◆ **WHAT YOU ARE ASKED TO DO**: Rewrite the records from the line containing "the black microphone" down to the line containing "column 510, row 398", changing "pick planner" to "grasp planner" and leaving everything else unchanged. Give only those lines.

◆ **PROVIDED ENTRIES**:
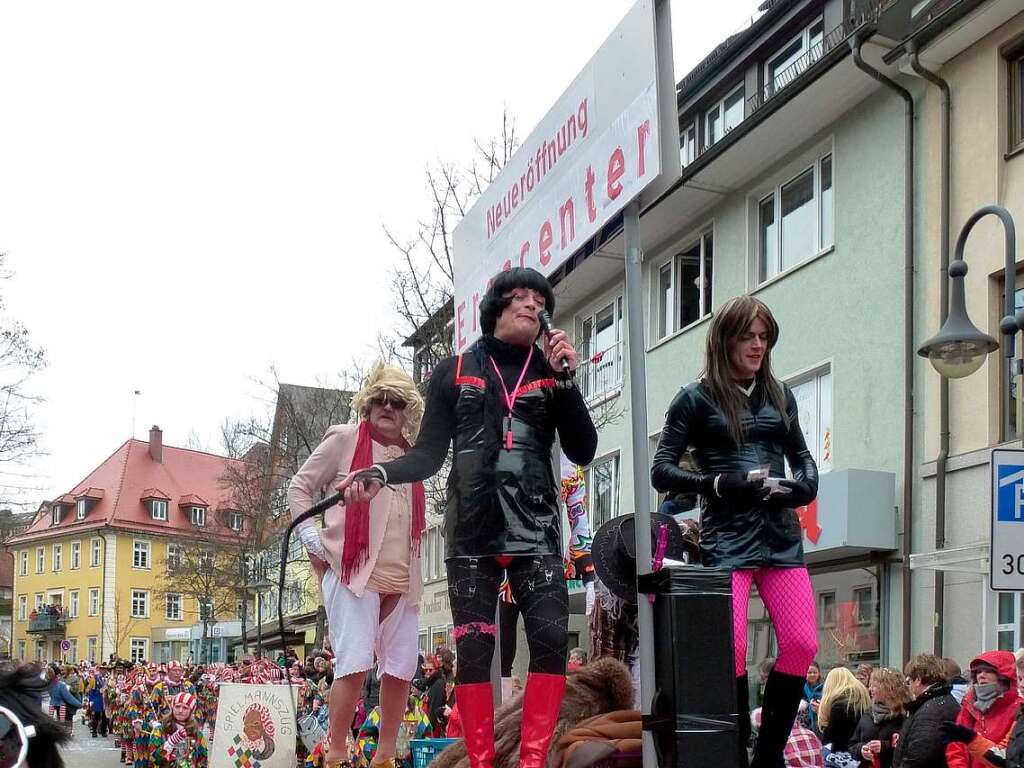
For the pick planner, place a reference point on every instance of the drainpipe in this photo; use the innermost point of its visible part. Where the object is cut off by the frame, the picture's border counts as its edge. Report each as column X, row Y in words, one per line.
column 942, row 458
column 908, row 350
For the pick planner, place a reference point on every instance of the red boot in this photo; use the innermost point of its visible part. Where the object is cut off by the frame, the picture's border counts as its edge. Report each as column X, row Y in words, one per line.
column 541, row 702
column 476, row 710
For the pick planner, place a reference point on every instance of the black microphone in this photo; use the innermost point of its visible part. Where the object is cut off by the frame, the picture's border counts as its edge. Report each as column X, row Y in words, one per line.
column 545, row 317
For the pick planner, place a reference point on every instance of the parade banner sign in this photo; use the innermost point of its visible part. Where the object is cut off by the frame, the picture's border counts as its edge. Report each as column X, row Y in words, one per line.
column 255, row 726
column 592, row 154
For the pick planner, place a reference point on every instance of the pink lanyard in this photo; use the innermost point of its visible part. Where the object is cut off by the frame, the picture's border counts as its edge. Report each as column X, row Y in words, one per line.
column 510, row 398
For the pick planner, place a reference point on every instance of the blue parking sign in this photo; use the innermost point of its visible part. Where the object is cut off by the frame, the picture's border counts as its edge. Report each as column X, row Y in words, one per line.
column 1011, row 495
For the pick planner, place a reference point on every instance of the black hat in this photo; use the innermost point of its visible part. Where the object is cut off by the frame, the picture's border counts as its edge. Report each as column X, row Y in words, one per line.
column 614, row 553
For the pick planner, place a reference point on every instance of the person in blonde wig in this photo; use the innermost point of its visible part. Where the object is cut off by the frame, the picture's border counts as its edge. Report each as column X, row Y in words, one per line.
column 368, row 556
column 742, row 427
column 844, row 701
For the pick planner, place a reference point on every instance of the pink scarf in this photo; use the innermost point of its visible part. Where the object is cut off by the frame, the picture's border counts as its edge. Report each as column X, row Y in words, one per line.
column 357, row 515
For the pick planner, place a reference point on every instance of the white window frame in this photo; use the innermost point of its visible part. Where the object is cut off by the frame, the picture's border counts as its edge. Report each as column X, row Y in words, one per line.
column 139, row 600
column 138, row 648
column 173, row 600
column 159, row 509
column 813, row 390
column 804, row 36
column 700, row 239
column 719, row 110
column 615, row 461
column 141, row 554
column 595, row 385
column 762, row 272
column 688, row 143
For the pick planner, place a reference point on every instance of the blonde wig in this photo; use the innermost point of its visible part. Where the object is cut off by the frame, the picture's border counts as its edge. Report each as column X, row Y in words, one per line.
column 840, row 684
column 392, row 382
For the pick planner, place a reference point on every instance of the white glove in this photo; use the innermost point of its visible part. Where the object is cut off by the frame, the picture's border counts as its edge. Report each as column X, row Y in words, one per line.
column 309, row 536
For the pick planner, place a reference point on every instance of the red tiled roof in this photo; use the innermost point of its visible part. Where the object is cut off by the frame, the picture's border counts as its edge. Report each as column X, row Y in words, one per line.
column 130, row 475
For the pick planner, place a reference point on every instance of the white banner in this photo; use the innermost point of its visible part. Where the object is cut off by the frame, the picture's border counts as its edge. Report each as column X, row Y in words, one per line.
column 592, row 154
column 255, row 726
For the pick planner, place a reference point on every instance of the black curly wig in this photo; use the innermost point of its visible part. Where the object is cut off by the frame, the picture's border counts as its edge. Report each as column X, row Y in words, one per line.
column 495, row 301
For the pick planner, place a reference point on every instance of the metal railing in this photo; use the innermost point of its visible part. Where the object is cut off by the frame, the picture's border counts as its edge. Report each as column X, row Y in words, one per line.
column 47, row 623
column 599, row 372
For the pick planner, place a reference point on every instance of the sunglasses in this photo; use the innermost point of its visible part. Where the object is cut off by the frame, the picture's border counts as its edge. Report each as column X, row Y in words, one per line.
column 395, row 402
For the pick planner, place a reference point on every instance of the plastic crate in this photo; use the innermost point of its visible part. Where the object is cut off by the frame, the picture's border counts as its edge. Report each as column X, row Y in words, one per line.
column 425, row 750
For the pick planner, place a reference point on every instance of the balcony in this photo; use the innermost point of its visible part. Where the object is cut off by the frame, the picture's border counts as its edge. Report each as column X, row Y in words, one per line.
column 47, row 623
column 599, row 374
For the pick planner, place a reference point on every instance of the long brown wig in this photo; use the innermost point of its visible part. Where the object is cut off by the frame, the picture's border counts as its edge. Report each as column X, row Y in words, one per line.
column 732, row 320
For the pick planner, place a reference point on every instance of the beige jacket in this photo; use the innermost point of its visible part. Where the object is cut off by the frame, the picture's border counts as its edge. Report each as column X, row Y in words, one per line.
column 324, row 469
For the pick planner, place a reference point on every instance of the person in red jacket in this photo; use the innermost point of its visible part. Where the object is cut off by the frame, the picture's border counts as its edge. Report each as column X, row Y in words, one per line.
column 989, row 707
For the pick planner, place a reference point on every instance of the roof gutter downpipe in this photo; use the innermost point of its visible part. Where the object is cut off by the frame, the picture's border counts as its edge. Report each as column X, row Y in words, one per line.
column 943, row 456
column 908, row 349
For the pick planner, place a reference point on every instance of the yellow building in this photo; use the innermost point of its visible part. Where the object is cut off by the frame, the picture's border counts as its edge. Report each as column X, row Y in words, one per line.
column 111, row 566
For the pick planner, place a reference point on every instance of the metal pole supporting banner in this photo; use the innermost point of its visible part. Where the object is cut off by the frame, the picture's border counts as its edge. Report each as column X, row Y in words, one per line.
column 641, row 464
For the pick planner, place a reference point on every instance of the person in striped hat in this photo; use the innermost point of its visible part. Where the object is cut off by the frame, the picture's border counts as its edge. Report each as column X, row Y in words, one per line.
column 176, row 739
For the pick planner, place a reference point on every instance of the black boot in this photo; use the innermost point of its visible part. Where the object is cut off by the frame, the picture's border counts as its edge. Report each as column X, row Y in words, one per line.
column 782, row 694
column 742, row 719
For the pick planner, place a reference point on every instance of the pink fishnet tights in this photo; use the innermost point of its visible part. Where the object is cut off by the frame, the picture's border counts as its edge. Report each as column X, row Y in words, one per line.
column 788, row 597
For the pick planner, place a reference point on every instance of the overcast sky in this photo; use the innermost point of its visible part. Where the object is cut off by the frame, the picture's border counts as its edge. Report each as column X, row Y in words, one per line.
column 190, row 192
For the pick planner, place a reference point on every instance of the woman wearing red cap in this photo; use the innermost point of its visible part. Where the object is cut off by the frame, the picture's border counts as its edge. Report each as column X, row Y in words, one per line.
column 176, row 740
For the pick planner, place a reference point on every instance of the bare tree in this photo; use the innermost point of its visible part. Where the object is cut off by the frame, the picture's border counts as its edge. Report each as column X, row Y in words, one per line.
column 19, row 359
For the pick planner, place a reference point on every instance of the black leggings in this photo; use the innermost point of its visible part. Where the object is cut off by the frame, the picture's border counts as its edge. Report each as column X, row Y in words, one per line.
column 538, row 584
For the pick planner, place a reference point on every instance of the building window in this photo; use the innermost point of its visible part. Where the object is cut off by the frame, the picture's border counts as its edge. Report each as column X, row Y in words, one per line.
column 684, row 287
column 688, row 144
column 139, row 604
column 1015, row 81
column 826, row 608
column 159, row 509
column 723, row 117
column 813, row 395
column 140, row 554
column 600, row 348
column 136, row 649
column 173, row 557
column 795, row 221
column 602, row 484
column 794, row 58
column 173, row 609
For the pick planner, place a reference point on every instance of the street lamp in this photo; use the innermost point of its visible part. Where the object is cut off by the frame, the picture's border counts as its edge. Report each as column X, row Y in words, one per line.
column 960, row 348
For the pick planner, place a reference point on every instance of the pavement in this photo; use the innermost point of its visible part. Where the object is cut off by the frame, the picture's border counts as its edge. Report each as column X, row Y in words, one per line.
column 86, row 752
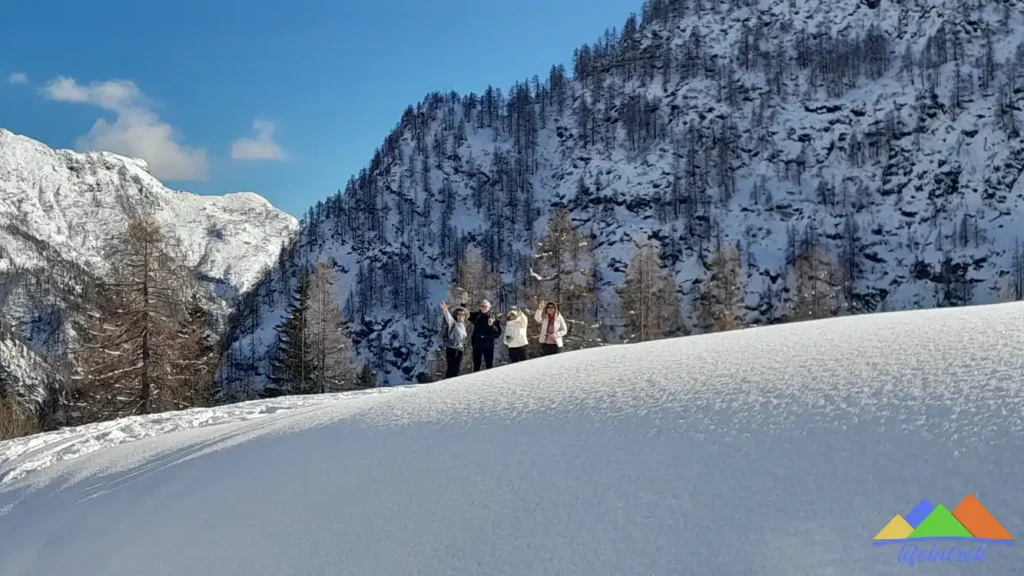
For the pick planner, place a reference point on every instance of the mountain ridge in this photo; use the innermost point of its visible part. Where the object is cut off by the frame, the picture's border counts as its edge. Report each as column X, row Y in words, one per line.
column 59, row 210
column 888, row 135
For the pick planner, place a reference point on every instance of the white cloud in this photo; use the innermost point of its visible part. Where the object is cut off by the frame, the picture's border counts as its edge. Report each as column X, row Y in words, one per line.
column 260, row 148
column 137, row 131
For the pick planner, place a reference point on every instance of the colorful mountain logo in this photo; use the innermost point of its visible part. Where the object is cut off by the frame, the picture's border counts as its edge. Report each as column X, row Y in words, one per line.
column 969, row 521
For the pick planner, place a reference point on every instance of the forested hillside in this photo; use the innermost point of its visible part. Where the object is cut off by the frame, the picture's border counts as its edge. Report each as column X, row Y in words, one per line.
column 65, row 244
column 708, row 165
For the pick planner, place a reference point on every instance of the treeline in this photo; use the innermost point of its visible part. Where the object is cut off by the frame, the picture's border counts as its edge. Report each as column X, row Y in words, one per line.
column 651, row 304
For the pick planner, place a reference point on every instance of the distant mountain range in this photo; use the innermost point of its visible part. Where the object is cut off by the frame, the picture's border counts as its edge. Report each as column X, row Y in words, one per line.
column 58, row 211
column 886, row 134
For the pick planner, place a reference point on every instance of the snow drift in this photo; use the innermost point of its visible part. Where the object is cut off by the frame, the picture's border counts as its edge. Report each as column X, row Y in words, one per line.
column 773, row 451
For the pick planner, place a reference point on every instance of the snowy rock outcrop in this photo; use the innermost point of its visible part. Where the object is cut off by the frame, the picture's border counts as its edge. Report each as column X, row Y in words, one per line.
column 885, row 133
column 58, row 210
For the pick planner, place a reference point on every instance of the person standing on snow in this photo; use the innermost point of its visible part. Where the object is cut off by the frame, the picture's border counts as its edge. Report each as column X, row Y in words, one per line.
column 515, row 335
column 455, row 339
column 485, row 331
column 553, row 328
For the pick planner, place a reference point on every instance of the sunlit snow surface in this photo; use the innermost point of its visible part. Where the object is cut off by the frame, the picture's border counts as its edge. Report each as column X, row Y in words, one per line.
column 775, row 451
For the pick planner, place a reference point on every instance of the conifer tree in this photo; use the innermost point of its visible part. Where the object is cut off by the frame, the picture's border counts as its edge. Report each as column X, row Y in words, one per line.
column 331, row 346
column 133, row 346
column 818, row 287
column 563, row 272
column 719, row 302
column 292, row 364
column 649, row 295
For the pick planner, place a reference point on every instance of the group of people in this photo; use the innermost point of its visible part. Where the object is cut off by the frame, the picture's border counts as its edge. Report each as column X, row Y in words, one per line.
column 486, row 328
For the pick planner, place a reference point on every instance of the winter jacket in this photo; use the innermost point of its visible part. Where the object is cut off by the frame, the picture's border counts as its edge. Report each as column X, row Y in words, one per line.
column 515, row 330
column 561, row 328
column 483, row 334
column 455, row 337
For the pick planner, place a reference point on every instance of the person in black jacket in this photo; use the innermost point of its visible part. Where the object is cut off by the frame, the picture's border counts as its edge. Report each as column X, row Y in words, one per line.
column 486, row 329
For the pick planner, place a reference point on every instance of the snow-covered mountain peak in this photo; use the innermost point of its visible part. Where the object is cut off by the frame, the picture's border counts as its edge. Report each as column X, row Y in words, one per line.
column 869, row 150
column 75, row 202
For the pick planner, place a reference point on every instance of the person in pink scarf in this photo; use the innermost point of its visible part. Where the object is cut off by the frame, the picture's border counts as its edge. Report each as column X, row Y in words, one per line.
column 553, row 328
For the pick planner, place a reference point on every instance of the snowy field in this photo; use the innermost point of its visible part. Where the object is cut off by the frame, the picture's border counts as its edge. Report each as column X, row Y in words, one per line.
column 769, row 451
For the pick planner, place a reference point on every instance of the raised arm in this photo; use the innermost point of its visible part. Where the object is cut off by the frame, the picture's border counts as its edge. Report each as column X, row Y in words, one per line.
column 561, row 328
column 446, row 315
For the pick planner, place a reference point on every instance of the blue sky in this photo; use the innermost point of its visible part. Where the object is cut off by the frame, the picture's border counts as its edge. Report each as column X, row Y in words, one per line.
column 313, row 87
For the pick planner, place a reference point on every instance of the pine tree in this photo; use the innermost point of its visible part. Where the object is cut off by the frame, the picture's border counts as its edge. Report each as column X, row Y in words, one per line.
column 722, row 293
column 292, row 366
column 475, row 278
column 200, row 358
column 650, row 304
column 133, row 345
column 331, row 346
column 1013, row 289
column 819, row 286
column 563, row 271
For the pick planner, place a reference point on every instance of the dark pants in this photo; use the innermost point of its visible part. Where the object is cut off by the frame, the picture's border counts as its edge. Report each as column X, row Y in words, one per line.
column 548, row 350
column 486, row 354
column 517, row 355
column 454, row 358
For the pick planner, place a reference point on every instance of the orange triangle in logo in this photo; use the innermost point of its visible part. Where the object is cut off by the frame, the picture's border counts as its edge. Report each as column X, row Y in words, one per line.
column 978, row 521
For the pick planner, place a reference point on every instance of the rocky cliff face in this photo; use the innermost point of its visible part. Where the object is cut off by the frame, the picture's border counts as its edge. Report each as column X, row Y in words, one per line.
column 886, row 133
column 58, row 211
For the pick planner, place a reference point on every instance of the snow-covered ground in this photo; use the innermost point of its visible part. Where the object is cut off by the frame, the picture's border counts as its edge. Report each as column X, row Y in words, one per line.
column 769, row 451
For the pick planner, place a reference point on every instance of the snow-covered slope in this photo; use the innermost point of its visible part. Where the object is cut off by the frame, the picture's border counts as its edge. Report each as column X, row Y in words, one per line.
column 75, row 203
column 58, row 211
column 769, row 451
column 887, row 135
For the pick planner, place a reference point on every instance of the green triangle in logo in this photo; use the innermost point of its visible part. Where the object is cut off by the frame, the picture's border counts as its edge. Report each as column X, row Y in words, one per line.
column 940, row 524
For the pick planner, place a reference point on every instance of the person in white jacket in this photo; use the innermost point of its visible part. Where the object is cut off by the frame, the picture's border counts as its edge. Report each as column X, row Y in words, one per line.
column 515, row 335
column 553, row 328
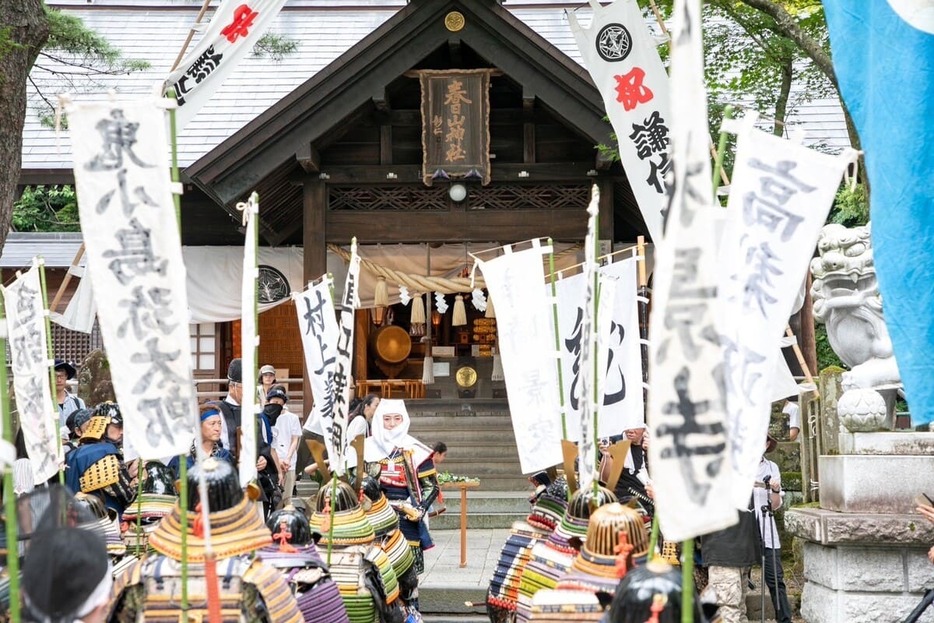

◆ **SOLUTION BELOW**:
For the grasp planner, place a reference point on every instance of the black microphone in this photo; use the innermost point of its visible part. Where the object is cut off by the frame, the picture's border counts as its edge. Report each as column X, row Y in words, one per line.
column 545, row 317
For the grasp planner, place a reference point on every instance of the parade banner sign in this photo; use the innermost point of its visible part. Where the object is cut off by the frame, the picture's border counts as its edge. Report each as column X, row Y in words, one per line.
column 255, row 726
column 592, row 154
For the grasp planner, place a reference point on every instance of the pink lanyard in this photo; use the innermost point of its visible part. Where the object is cut off by the frame, the picture's border counts as its edge. Report each as column X, row Y in words, one per line.
column 510, row 398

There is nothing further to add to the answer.